**ACTIVITY A**
Answer these questions from the passage on pressure relief device certification:
(i) How often are two samples selected for the production test?
(ii) How many tests were included in the review on Slide 4?
(iii) With which year did the analysis of information start?

**PASSAGE PROVIDED**
* * * * * * * * *

Slides 2-3: The new product certification program starts with a manufacturer. They will test a design and establish an initial rating for it. Next is a production test – a test of two sample pressure relief devices. This test previously occurred on a five-year cycle, but now it's on a six-year cycle to line up better with the ASME code stamps’ three-year renewal cycle.
 
Two samples are selected every six years and tested at an ASME-certified lab. All test requirements come from the ASME Boiler and Pressure Vessel Code. Through the code, the National Board has been designated the responsibility to manage and run that certification program using the ASME boiler code rules. National Board inspectors travel to the manufacturers’ sites. We also deal with valve assemblers and rupture disk manufacturers. A big part of their responsibility when visiting the site is to look at the manufacturing, assembly, and test procedures, and make sure we get a good representative sample of what that manufacturer is capable of doing.
 
In some cases we will actually take valves right from shelf stock, particularly from manufacturers that mass produce their product and have large quantities of valves in stock. One selection technique is to go into the warehouse and say, “Give me one of those and one of those.” Sometimes they will dust off the box, but we are trying to get an accurate sample. Sometimes they are testing a valve they are building for the inspector while he's there, but in that case they are looking at the assembly and test procedures and trying to see if it’s a good representative sample.
 
The program for individual design is not meant to be statistical in nature, so we are not testing a certain percentage of devices: just those two products every six years. It may be more than two if a test failure occurs. If there is a failure, the manufacturer has to test two additional samples. If they get past that test and still have a problem, a formal corrective action program is implemented. They have to analyze their failure, report on what happened (the cause), and explain what corrective actions they will take. And potentially, a manufacturer could actually lose the ability to put the code stamp on their product, so it's an important test. The manufacturers have a lot riding on it because if the product passes, they can produce that valve for a six-year period of time. The tests are conducted at ASME/National Board-certified test labs, which include the National Board Testing Lab in Columbus, Ohio, but there are also about 10 other laboratories that are operated by valve manufacturers and rupture disk manufacturers.
 
We are involved in an ASME certification process. The labs all compare to one another to show that they can essentially attain the same results; they get the same measured capacity. And when any certification test is done at those labs, our inspector goes to witness the test and ensure it meets our requirements and procedures; so all tests are considered on the same basis. We have collected a lot of test data over the years and I looked for trends and patterns to analyze what the data was telling us.
 
Slide 4: The total number of tests included in my review was almost 22,000 (21,825) tests. Based on the data, we can make some conclusions on how good these products are overall.
 
Slide 5: We analyzed information starting with the year 2000. I chose that year because it gave me a lot of tests, but also the code rules for rupture disk certification went into effect in the '98 code, and by the year 2000, rupture disks were a well-certified device under ASME Code Section 8, and manufacturers had started to certify those devices. So it gave them a wider variety of equipment than we had seen before, because until then we were just testing pressure relief valves, and the non-reclosing devices were not well represented in the formal testing that we did, although they were being used out in the industry. It includes valve repair verification tests.

* * * * * * * * *

**ACTIVITY B**
Render the entries as a Markdown table with the columns No. and Line. Start at the beginning of the entries and end at the line containing "box: [41, 108, 47, 123]", including both ends, skip blank lines, and leave the pictures out.

**THE DATA**
* * * * * * * * *

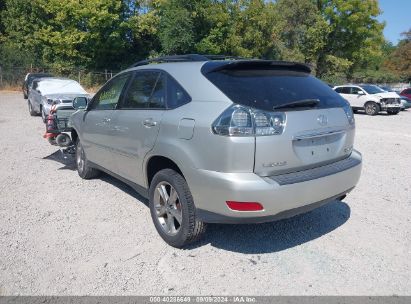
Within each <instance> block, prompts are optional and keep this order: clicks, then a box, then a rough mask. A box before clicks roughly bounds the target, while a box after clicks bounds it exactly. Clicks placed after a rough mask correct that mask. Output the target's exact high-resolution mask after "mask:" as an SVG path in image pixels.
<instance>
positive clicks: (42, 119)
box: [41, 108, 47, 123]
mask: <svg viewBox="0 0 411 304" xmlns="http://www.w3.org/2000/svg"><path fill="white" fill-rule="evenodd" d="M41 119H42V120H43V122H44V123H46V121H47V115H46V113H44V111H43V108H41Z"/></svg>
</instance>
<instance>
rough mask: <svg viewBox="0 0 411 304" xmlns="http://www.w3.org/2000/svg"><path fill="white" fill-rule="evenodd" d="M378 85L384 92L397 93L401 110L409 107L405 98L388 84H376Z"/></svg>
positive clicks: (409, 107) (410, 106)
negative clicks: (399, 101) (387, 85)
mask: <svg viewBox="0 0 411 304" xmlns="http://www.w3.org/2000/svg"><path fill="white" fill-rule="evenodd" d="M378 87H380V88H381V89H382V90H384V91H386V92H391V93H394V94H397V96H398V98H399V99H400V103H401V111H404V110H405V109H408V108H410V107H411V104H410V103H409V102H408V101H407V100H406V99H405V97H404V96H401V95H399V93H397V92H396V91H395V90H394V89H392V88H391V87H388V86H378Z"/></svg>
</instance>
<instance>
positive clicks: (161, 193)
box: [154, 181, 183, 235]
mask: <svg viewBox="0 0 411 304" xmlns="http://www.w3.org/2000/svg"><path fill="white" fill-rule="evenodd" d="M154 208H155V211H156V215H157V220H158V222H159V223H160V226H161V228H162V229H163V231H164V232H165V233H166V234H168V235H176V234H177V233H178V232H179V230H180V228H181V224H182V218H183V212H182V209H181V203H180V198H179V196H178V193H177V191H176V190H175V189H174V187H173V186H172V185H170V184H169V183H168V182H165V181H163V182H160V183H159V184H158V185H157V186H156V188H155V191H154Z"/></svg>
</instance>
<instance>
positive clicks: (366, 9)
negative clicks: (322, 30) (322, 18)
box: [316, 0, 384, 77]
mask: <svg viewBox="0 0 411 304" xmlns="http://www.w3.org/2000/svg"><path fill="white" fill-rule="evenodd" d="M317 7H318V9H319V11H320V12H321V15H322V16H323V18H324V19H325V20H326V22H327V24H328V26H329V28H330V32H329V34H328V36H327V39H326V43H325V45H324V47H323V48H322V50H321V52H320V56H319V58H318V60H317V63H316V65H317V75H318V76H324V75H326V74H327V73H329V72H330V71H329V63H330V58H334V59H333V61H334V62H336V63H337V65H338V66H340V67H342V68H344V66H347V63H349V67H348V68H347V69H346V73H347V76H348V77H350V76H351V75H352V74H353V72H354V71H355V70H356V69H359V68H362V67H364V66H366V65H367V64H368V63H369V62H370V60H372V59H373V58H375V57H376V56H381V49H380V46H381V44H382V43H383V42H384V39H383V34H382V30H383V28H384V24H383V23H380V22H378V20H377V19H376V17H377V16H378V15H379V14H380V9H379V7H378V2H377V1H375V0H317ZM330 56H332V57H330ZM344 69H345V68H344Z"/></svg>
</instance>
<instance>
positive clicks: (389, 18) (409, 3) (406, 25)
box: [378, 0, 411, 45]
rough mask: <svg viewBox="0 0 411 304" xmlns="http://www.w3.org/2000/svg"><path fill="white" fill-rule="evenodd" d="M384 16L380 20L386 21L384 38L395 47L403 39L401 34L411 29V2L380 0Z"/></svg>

* * * * * * * * *

**WRITTEN ANSWER A**
(i) Every six years.
(ii) 21,825 tests, almost 22,000.
(iii) The year 2000.

**WRITTEN ANSWER B**
| No. | Line |
|---|---|
| 1 | Within each <instance> block, prompts are optional and keep this order: clicks, then a box, then a rough mask. A box before clicks roughly bounds the target, while a box after clicks bounds it exactly. Clicks placed after a rough mask correct that mask. Output the target's exact high-resolution mask after "mask:" as an SVG path in image pixels. |
| 2 | <instance> |
| 3 | positive clicks: (42, 119) |
| 4 | box: [41, 108, 47, 123] |